**INFORMATION SUPPLIED**
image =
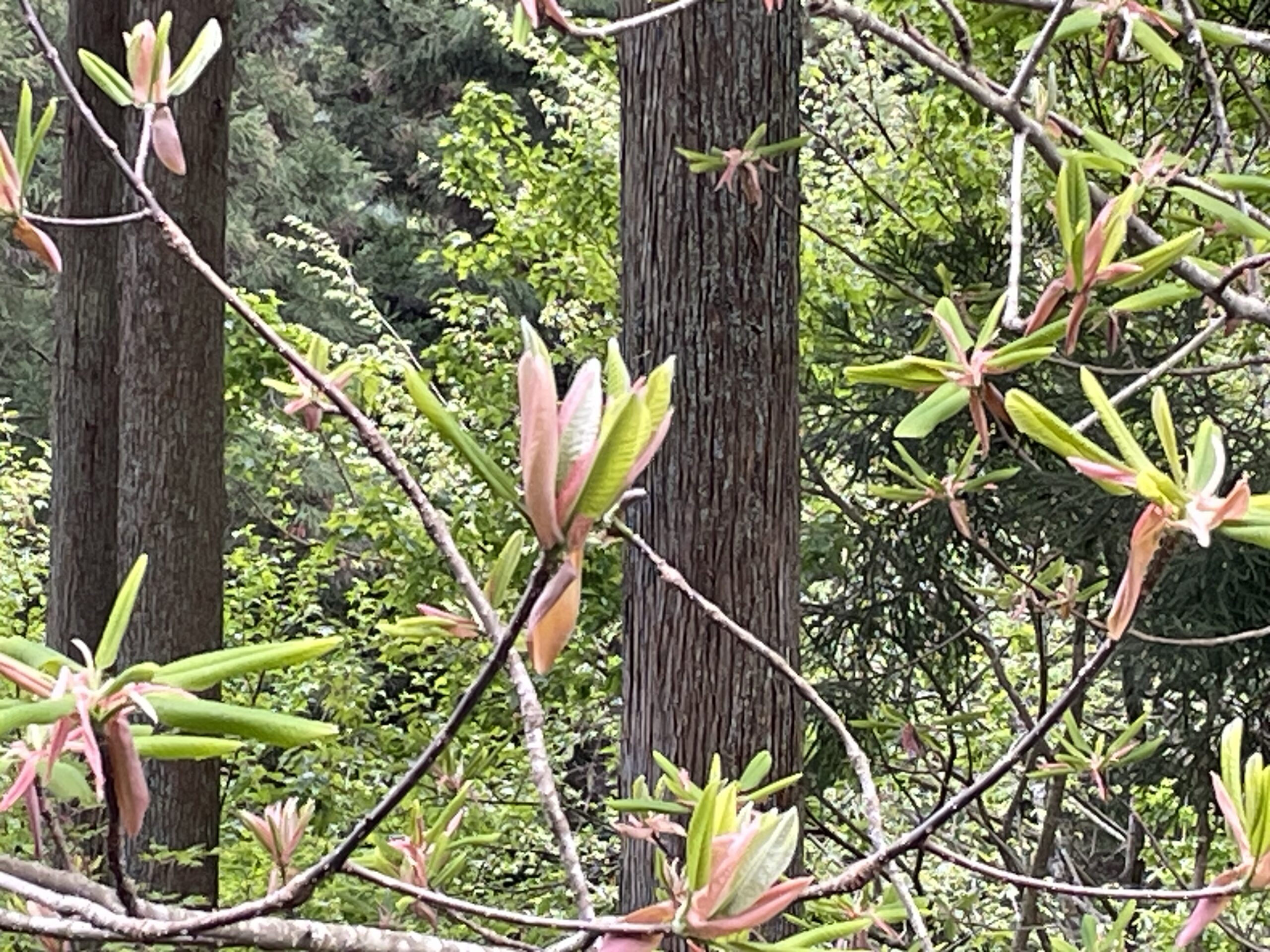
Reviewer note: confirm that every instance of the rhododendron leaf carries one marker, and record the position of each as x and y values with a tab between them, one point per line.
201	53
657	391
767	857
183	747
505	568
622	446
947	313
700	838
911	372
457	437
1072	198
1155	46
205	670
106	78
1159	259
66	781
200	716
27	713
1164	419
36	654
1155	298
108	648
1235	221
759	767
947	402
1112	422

---

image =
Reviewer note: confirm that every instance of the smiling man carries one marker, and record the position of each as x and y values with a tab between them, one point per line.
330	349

==

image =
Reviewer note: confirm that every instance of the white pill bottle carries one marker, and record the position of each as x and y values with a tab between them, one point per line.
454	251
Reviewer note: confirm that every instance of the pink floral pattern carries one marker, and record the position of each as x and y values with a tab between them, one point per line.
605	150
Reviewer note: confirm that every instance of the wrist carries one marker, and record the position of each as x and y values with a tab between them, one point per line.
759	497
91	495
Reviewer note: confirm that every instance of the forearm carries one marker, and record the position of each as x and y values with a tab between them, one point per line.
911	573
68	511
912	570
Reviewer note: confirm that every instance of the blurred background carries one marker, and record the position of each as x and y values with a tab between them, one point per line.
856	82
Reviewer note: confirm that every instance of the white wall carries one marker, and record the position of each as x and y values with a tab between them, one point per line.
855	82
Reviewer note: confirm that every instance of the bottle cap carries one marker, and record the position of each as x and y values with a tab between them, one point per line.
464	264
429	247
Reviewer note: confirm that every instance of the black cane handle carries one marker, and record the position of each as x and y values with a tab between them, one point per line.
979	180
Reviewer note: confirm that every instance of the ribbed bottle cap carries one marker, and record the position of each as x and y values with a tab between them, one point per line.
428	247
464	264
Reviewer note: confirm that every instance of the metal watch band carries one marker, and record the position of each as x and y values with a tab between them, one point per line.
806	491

**OBJECTIVE**
Find each line in the records that contains the word "white" and copy those lines. Case counts.

**THE ANSWER**
Reviewer note: confirm that every instance of the white pill bottle carries one marker, and record the position of each as x and y values with a tab between them, one point per line.
Reviewer note: confirm that every instance of the white wall carries one marker, and record the position of each as x and y values with a tab between them, one point per line.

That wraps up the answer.